| SHORT EXERCISE |
Format every item below as a numbered list, dropping any blank lines. Leave the pictures out of your output.

| Region labeling items |
■ ■ ■ ■ ■ ■ ■
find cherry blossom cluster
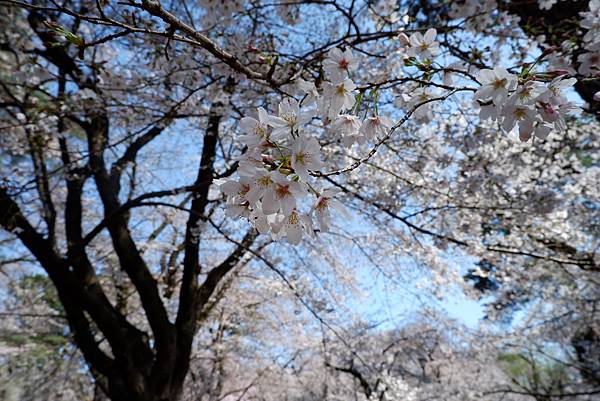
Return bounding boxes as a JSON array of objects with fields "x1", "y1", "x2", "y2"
[
  {"x1": 217, "y1": 48, "x2": 406, "y2": 244},
  {"x1": 474, "y1": 67, "x2": 576, "y2": 141}
]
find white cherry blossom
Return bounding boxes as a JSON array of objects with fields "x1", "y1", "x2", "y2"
[
  {"x1": 408, "y1": 28, "x2": 439, "y2": 58},
  {"x1": 323, "y1": 48, "x2": 358, "y2": 83},
  {"x1": 474, "y1": 67, "x2": 517, "y2": 106},
  {"x1": 291, "y1": 135, "x2": 325, "y2": 181}
]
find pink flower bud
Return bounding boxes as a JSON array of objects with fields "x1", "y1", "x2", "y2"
[{"x1": 398, "y1": 33, "x2": 410, "y2": 46}]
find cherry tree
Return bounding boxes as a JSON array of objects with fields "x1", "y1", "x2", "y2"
[{"x1": 0, "y1": 0, "x2": 600, "y2": 401}]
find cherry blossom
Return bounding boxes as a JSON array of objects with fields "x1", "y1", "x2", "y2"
[
  {"x1": 474, "y1": 67, "x2": 517, "y2": 106},
  {"x1": 360, "y1": 115, "x2": 394, "y2": 140},
  {"x1": 291, "y1": 135, "x2": 325, "y2": 181},
  {"x1": 323, "y1": 48, "x2": 358, "y2": 83},
  {"x1": 408, "y1": 28, "x2": 439, "y2": 58}
]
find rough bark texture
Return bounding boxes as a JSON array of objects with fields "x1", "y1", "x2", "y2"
[{"x1": 0, "y1": 11, "x2": 256, "y2": 401}]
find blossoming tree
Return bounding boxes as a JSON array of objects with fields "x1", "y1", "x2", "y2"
[{"x1": 0, "y1": 0, "x2": 600, "y2": 401}]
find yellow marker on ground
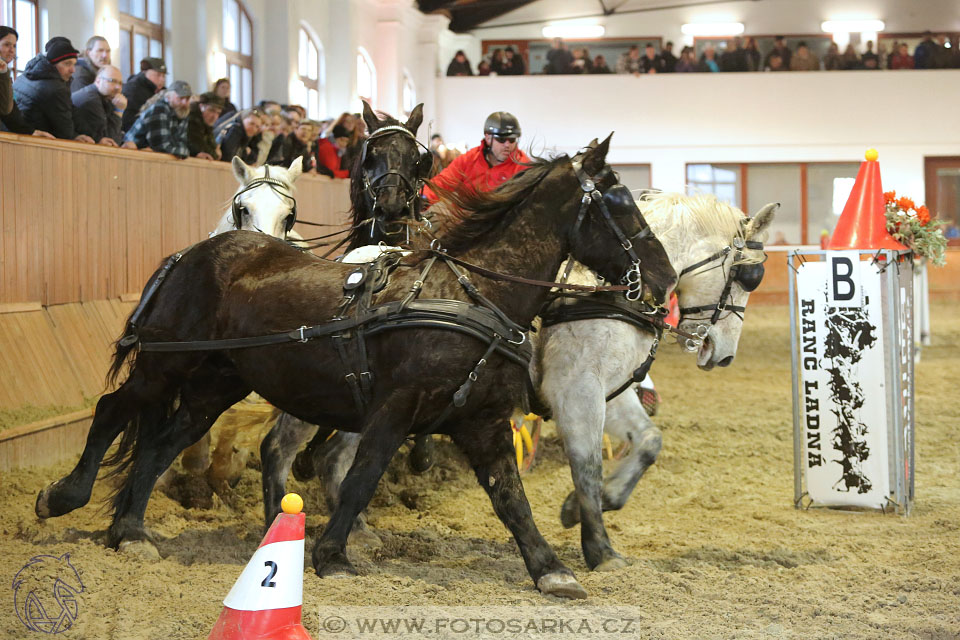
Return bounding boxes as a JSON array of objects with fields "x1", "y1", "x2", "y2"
[{"x1": 280, "y1": 493, "x2": 303, "y2": 514}]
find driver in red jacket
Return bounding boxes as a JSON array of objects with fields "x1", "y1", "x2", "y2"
[{"x1": 423, "y1": 111, "x2": 530, "y2": 204}]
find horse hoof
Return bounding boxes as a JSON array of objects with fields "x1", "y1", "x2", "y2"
[
  {"x1": 560, "y1": 491, "x2": 580, "y2": 529},
  {"x1": 593, "y1": 556, "x2": 630, "y2": 571},
  {"x1": 537, "y1": 572, "x2": 587, "y2": 600},
  {"x1": 347, "y1": 528, "x2": 383, "y2": 549},
  {"x1": 120, "y1": 540, "x2": 160, "y2": 562}
]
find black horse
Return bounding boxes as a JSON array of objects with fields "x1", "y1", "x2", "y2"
[{"x1": 35, "y1": 138, "x2": 676, "y2": 597}]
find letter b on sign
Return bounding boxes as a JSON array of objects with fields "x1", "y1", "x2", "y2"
[{"x1": 827, "y1": 251, "x2": 863, "y2": 307}]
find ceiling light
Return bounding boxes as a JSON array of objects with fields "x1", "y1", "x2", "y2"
[
  {"x1": 820, "y1": 20, "x2": 886, "y2": 33},
  {"x1": 680, "y1": 22, "x2": 743, "y2": 36},
  {"x1": 541, "y1": 23, "x2": 606, "y2": 39}
]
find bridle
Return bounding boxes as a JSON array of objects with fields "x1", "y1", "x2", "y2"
[
  {"x1": 360, "y1": 125, "x2": 433, "y2": 238},
  {"x1": 560, "y1": 160, "x2": 653, "y2": 301},
  {"x1": 677, "y1": 228, "x2": 766, "y2": 351},
  {"x1": 231, "y1": 164, "x2": 297, "y2": 236}
]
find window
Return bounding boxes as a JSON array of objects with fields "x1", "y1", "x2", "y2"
[
  {"x1": 357, "y1": 47, "x2": 377, "y2": 108},
  {"x1": 117, "y1": 0, "x2": 163, "y2": 78},
  {"x1": 402, "y1": 70, "x2": 417, "y2": 117},
  {"x1": 223, "y1": 0, "x2": 253, "y2": 109},
  {"x1": 297, "y1": 27, "x2": 323, "y2": 120},
  {"x1": 0, "y1": 0, "x2": 40, "y2": 78}
]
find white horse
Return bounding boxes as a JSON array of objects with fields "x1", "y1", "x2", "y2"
[{"x1": 534, "y1": 193, "x2": 779, "y2": 570}]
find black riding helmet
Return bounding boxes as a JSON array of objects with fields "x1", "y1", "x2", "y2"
[{"x1": 483, "y1": 111, "x2": 520, "y2": 138}]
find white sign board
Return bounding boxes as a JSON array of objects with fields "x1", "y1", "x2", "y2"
[{"x1": 796, "y1": 252, "x2": 890, "y2": 508}]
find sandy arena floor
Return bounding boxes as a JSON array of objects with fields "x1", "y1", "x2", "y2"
[{"x1": 0, "y1": 304, "x2": 960, "y2": 640}]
■ ■ ■ ■ ■ ■ ■
| WRITTEN REPLY |
1. find cherry blossom cluster
2. Return bounding boxes as a JSON array of objects with fields "x1", "y1", "x2", "y2"
3. [
4.   {"x1": 217, "y1": 48, "x2": 406, "y2": 244},
5.   {"x1": 474, "y1": 67, "x2": 576, "y2": 141}
6. ]
7. find white cherry blossom
8. Return bounding boxes as a JSON array of objects with fields "x1", "y1", "x2", "y2"
9. [
10.   {"x1": 408, "y1": 28, "x2": 439, "y2": 58},
11.   {"x1": 323, "y1": 48, "x2": 358, "y2": 83},
12.   {"x1": 474, "y1": 67, "x2": 517, "y2": 106},
13.   {"x1": 291, "y1": 135, "x2": 325, "y2": 181}
14. ]
15. find pink flower bud
16. Return bounding boxes as a JSON array of objects with fields "x1", "y1", "x2", "y2"
17. [{"x1": 398, "y1": 33, "x2": 410, "y2": 46}]
18. find cherry tree
19. Return bounding boxes as a JSON array of objects with fields "x1", "y1", "x2", "y2"
20. [{"x1": 0, "y1": 0, "x2": 600, "y2": 401}]
21. find cherry blossom
22. Return bounding boxes as a JSON array of objects with fields "x1", "y1", "x2", "y2"
23. [
24.   {"x1": 474, "y1": 67, "x2": 517, "y2": 106},
25.   {"x1": 360, "y1": 115, "x2": 394, "y2": 140},
26.   {"x1": 291, "y1": 135, "x2": 325, "y2": 181},
27.   {"x1": 323, "y1": 48, "x2": 358, "y2": 83},
28.   {"x1": 408, "y1": 28, "x2": 439, "y2": 58}
29. ]
30. find rough bark texture
31. Return bounding boxes as a JSON array of objects with fields "x1", "y1", "x2", "y2"
32. [{"x1": 0, "y1": 11, "x2": 256, "y2": 401}]
33. find blossoming tree
34. Return bounding boxes as a JSON array of objects with fields "x1", "y1", "x2", "y2"
35. [{"x1": 0, "y1": 0, "x2": 600, "y2": 401}]
36. find yellow marker on ground
37. Return bounding boxes as a JSON array of objects with fields "x1", "y1", "x2", "y2"
38. [{"x1": 280, "y1": 493, "x2": 303, "y2": 514}]
39. find driver in red jacket
40. Return bounding boxes as a JSON array of objects with fields "x1", "y1", "x2", "y2"
41. [{"x1": 423, "y1": 111, "x2": 530, "y2": 204}]
42. find horse hoof
43. Return bounding boxes as a JSON array of objects with fields "x1", "y1", "x2", "y2"
44. [
45.   {"x1": 560, "y1": 491, "x2": 580, "y2": 529},
46.   {"x1": 593, "y1": 556, "x2": 630, "y2": 571},
47.   {"x1": 537, "y1": 572, "x2": 587, "y2": 600},
48.   {"x1": 347, "y1": 528, "x2": 383, "y2": 549},
49.   {"x1": 120, "y1": 540, "x2": 160, "y2": 562}
50. ]
51. find black horse
52. Return bounding boxes as a JSON array of objects with fields "x1", "y1", "x2", "y2"
53. [{"x1": 35, "y1": 138, "x2": 676, "y2": 597}]
54. find letter b on sign
55. Return bounding boxes as a JSON array of objects with fields "x1", "y1", "x2", "y2"
56. [{"x1": 827, "y1": 251, "x2": 863, "y2": 307}]
57. find ceiling light
58. Return bounding boxes as a JSON array of objects with fields "x1", "y1", "x2", "y2"
59. [
60.   {"x1": 820, "y1": 20, "x2": 886, "y2": 33},
61.   {"x1": 680, "y1": 22, "x2": 743, "y2": 36},
62.   {"x1": 541, "y1": 23, "x2": 606, "y2": 39}
63. ]
64. find bridle
65. Return bounding boxes as a JSON array of objects with fields "x1", "y1", "x2", "y2"
66. [
67.   {"x1": 360, "y1": 125, "x2": 433, "y2": 238},
68.   {"x1": 560, "y1": 160, "x2": 653, "y2": 301},
69.   {"x1": 677, "y1": 228, "x2": 766, "y2": 351},
70.   {"x1": 231, "y1": 164, "x2": 297, "y2": 236}
71. ]
72. find window
73. Return bounding boxes as a JSON array of objects with fields "x1", "y1", "x2", "y2"
74. [
75.   {"x1": 357, "y1": 47, "x2": 377, "y2": 108},
76.   {"x1": 117, "y1": 0, "x2": 163, "y2": 78},
77.   {"x1": 402, "y1": 70, "x2": 417, "y2": 117},
78.   {"x1": 223, "y1": 0, "x2": 253, "y2": 109},
79.   {"x1": 297, "y1": 27, "x2": 323, "y2": 120},
80.   {"x1": 0, "y1": 0, "x2": 40, "y2": 78}
81. ]
82. find white horse
83. Return bounding boxes as a JSON array of objects with fields "x1", "y1", "x2", "y2"
84. [{"x1": 534, "y1": 193, "x2": 779, "y2": 570}]
85. find black riding helmet
86. Return bounding boxes as a JSON array of objects with fields "x1", "y1", "x2", "y2"
87. [{"x1": 483, "y1": 111, "x2": 520, "y2": 138}]
88. find white sign board
89. Return bounding boxes as a JSON array of objects with fields "x1", "y1", "x2", "y2"
90. [{"x1": 796, "y1": 252, "x2": 890, "y2": 508}]
91. find sandy arena floor
92. Return bounding boxes as a JSON array of objects with fields "x1", "y1", "x2", "y2"
93. [{"x1": 0, "y1": 304, "x2": 960, "y2": 640}]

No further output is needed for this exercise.